■ **Work to be completed**: Reproduce the whole of the data exactly.

START Record extracts

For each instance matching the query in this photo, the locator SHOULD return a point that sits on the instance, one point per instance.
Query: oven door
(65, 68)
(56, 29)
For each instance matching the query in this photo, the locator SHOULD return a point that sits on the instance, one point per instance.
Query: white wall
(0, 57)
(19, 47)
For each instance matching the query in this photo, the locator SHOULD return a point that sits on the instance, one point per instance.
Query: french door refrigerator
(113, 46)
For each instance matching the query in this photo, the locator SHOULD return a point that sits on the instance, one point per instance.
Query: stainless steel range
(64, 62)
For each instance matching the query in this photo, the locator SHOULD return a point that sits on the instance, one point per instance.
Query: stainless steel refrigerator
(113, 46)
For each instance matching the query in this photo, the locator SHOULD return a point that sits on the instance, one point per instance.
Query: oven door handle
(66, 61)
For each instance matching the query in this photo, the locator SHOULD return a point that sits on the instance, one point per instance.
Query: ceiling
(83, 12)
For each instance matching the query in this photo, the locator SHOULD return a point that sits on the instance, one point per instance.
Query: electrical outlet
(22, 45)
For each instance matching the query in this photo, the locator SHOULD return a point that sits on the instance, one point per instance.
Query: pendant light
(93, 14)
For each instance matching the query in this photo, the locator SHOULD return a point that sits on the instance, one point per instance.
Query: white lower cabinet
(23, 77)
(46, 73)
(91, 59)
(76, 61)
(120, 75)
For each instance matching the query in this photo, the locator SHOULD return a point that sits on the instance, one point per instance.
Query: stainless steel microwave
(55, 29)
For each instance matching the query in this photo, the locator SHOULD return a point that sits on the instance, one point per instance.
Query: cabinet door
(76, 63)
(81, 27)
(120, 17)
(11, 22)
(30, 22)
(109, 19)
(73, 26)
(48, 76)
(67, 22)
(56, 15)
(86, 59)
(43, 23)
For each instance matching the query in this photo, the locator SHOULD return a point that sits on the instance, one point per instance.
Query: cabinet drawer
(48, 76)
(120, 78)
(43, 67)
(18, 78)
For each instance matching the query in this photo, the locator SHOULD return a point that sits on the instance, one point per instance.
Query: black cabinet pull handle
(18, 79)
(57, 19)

END Record extracts

■ **Task output**:
For each instance matching the query in this photo, the locator SHOULD return a point that sits on the instance, one point per instance.
Query: oven door
(65, 68)
(56, 29)
For each instance matching the query in this photo, the locator SHOULD return a point that sits on the instance, one point per instance.
Query: white wall
(0, 57)
(19, 47)
For each instance matching the query in this photo, the locator SHOULD return a point that sits on the instance, one point per instance.
Query: french door refrigerator
(113, 46)
For each instance matching the query in this photo, the locator SHOULD return a point that sits on the instance, one point per instance.
Query: stainless steel range
(64, 62)
For each instance matching the query in this photo, the locator SHOULD return a point that sits on the instance, one point per instance.
Query: stainless steel refrigerator
(113, 46)
For each instance matching the query in this photo, the locator SHOULD return a point that sits on the instance, one point per instance.
Query: oven door handle
(66, 61)
For each instance matching the query in this photo, the locator SHOULD return a point that sits on the instance, one point per instance.
Query: ceiling
(83, 12)
For each instance matching the query in this photo, the locator SHOULD return a point that sits on the instance, one point per instance.
Query: electrical outlet
(22, 45)
For each instance matching the query in this photo, the locator SHOULD return a point that sits on the instance, one point per instance.
Query: pendant light
(93, 14)
For each instance matching the query in this photo, the locator SHOULD return a point that sits on the instance, one point per instance.
Query: white lower cabinet
(23, 77)
(46, 73)
(91, 59)
(76, 61)
(120, 75)
For each instance matching the query in this photo, the locator SHOULD return a point that sits on the instance, one point per instance.
Query: stainless steel microwave
(55, 29)
For each instance matching the query in this photo, the locator SHOULD return a point that sits on the instance, one point per instance.
Query: cabinet door
(76, 63)
(81, 27)
(120, 17)
(11, 22)
(30, 22)
(109, 19)
(73, 26)
(48, 76)
(67, 22)
(56, 15)
(86, 59)
(43, 23)
For each instance matching the query in this photo, the locator SHOULD return a point that sits on the instance, one point per instance.
Query: cabinet drawer
(48, 76)
(120, 78)
(43, 67)
(18, 78)
For each instance matching the query in this photo, the locator SHOULD return a point that sits on the instance, one point per instance.
Query: black cabinet pull handle
(18, 79)
(57, 19)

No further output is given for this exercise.